▸ **EXERCISE BRIEF**:
In the lines below, swap "keypoint" for "marker" and reproduce everything else unchanged.

▸ **DATA SUPPLIED**:

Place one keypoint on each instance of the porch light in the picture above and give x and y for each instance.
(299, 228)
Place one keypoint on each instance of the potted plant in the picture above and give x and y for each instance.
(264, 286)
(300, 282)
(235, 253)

▸ **PROBLEM SOLUTION**:
Place one marker on each instance of the porch light in the picture above and give x and y for each instance.
(299, 228)
Place one marker on each instance of the potted plant in the picture above and give x and y for each instance.
(264, 286)
(300, 282)
(235, 253)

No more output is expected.